● **Stated task**: Reproduce, word for word, the part of the data below that opens with the line containing "Keypoint placement: for each instance of the flag on" and runs through the end of the data.

********

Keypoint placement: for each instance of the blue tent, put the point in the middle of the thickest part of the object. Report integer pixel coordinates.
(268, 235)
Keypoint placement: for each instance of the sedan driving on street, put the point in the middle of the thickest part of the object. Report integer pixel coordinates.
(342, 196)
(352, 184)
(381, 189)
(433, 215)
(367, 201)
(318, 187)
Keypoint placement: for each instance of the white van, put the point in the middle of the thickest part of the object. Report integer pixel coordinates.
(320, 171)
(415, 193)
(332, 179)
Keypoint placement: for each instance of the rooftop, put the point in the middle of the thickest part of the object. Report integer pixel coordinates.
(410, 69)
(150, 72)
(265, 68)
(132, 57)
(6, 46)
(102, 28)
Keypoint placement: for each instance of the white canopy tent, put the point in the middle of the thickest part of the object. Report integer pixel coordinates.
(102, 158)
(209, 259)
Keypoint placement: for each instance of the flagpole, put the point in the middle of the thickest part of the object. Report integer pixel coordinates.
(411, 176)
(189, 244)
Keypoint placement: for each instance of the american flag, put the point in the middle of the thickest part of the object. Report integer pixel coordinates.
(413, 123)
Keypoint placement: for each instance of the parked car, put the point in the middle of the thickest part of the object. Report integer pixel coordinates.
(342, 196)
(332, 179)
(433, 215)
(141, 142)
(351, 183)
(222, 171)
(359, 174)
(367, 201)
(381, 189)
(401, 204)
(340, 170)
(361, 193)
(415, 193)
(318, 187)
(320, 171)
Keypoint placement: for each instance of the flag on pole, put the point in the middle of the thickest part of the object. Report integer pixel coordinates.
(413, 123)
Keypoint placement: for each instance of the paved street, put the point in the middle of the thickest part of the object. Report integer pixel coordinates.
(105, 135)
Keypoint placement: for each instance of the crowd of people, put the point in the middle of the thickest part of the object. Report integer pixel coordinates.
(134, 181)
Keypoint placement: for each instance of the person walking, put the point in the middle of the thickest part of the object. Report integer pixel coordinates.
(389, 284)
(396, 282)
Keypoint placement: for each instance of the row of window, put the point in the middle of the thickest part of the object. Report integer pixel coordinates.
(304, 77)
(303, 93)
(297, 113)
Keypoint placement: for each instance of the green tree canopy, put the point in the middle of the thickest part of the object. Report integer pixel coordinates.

********

● **Answer to the exercise**:
Keypoint placement: for each instance of the flag on pole, put the point in the middle of the thickest part of the object. Report integer pixel coordinates.
(413, 123)
Keypoint placement: for each instance of the paved street, put the point in the middle of the thickest part of the object. Report integer pixel coordinates.
(105, 135)
Keypoint placement: for each instance of the crowd of people, put the point in the middle of the thickest part of the object. Report integer pixel coordinates.
(134, 181)
Keypoint placement: for each instance of the person walking, put the point in the middle of the thickest part of the object. Report integer pixel coordinates.
(389, 284)
(396, 282)
Keypoint placement: for each instance of the row of window, put the point in the middle of the thickest part of the object. Report integer pixel coordinates.
(304, 77)
(303, 93)
(297, 113)
Keypoint placement: for each instance of the green tree canopy, put the point in the middle of the thickest part of the object. Report integer pixel coordinates.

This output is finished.